### Provided information

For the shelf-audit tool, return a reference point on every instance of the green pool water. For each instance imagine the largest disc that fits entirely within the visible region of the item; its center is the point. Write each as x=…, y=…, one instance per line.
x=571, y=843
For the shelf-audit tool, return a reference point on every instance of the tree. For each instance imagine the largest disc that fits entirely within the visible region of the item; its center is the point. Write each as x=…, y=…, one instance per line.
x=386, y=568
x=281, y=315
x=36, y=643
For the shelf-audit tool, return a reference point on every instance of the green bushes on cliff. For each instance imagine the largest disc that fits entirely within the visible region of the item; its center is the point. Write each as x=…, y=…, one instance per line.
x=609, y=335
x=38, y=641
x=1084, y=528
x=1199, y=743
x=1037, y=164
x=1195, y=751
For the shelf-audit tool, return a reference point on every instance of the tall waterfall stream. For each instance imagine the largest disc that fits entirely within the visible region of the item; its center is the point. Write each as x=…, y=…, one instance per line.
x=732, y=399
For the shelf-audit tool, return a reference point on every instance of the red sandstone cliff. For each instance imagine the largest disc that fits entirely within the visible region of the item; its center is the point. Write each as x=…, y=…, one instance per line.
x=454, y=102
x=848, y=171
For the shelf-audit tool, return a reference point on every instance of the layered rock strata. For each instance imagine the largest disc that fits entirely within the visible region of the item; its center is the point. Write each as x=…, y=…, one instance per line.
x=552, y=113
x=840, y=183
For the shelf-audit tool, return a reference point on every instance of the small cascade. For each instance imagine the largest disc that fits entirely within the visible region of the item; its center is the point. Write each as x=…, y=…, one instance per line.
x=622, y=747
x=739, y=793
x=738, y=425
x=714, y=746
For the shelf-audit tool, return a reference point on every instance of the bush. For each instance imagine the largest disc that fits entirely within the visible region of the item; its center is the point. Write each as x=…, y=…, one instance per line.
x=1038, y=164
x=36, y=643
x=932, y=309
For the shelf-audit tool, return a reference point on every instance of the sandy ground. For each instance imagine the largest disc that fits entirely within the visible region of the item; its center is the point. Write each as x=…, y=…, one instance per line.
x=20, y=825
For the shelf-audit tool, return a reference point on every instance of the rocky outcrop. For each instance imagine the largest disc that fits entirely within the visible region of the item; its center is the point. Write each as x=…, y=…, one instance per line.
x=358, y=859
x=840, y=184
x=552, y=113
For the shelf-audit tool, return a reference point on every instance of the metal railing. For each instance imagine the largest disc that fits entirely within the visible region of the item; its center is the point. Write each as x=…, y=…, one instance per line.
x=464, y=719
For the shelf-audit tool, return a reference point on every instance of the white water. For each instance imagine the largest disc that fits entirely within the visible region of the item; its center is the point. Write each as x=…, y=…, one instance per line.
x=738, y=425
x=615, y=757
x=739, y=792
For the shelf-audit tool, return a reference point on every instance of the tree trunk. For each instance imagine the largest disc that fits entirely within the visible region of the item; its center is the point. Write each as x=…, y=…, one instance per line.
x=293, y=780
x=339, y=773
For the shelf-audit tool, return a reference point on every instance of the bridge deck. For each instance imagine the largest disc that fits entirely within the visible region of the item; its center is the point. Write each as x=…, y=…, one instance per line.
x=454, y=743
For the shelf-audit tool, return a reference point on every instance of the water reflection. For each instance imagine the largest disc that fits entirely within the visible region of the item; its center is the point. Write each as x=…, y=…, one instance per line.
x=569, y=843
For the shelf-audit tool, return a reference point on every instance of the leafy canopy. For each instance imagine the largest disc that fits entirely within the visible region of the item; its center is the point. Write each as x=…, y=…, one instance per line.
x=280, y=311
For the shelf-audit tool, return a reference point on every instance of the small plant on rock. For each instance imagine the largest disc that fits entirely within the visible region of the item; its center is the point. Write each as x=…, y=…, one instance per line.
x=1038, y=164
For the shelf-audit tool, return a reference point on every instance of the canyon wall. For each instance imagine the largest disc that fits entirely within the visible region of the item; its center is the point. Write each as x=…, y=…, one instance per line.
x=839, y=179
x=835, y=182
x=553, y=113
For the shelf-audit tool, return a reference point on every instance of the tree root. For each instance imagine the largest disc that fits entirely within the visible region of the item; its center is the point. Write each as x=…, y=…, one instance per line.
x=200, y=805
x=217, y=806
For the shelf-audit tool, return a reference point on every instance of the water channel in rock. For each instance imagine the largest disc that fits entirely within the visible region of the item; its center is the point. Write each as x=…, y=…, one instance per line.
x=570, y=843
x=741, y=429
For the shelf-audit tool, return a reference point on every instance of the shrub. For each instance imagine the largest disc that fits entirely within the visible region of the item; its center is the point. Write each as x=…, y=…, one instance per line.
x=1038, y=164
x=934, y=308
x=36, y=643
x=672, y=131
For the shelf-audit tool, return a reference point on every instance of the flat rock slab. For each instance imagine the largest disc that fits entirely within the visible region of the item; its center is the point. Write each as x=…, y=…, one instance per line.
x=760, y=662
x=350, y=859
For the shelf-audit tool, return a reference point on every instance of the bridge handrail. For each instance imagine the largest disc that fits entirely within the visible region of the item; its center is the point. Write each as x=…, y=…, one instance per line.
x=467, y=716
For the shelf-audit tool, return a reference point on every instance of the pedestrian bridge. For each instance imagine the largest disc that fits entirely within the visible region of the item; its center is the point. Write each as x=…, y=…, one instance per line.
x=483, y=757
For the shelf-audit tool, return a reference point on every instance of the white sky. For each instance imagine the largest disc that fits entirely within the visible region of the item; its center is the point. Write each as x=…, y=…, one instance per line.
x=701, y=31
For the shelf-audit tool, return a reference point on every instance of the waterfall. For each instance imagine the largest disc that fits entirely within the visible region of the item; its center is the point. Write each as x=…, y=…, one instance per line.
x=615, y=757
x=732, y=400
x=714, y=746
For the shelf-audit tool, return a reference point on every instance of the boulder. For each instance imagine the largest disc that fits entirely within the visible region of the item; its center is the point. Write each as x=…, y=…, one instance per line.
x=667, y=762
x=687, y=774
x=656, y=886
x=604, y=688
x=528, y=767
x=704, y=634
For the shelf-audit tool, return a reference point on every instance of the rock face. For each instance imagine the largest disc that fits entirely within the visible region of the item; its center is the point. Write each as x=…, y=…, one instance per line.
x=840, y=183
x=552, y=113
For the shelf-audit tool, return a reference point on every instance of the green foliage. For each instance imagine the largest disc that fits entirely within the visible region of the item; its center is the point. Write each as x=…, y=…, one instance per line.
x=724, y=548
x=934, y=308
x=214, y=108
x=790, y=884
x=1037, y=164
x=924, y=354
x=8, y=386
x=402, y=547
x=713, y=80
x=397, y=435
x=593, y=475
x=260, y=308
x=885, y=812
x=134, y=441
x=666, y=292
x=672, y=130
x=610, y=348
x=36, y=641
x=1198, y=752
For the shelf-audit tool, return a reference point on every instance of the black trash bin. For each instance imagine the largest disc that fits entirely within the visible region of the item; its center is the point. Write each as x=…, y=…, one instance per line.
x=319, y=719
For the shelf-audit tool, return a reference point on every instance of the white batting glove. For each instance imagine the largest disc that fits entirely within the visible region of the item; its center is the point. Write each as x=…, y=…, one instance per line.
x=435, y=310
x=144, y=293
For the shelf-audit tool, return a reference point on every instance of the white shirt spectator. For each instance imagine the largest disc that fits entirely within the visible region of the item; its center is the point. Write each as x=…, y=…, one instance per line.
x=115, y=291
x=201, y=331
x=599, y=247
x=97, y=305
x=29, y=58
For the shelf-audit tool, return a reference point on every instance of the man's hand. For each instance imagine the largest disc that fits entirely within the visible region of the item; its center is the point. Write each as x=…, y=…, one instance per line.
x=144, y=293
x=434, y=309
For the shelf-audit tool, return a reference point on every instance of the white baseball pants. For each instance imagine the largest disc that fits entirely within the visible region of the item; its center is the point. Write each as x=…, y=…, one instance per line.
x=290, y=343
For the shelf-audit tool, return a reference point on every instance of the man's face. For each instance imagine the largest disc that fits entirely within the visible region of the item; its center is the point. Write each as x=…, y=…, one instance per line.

### What to work on
Reproduce the records above word for word, from the line with "the red sandstone" up to and including the line with "x=848, y=171".

### Exercise result
For the shelf-audit tool, return a reference point on every instance of the red sandstone cliff. For each instance imagine the largest disc that fits entirely within the visible region of the item; its center is the point. Write each as x=…, y=…, one instance per line.
x=454, y=102
x=848, y=171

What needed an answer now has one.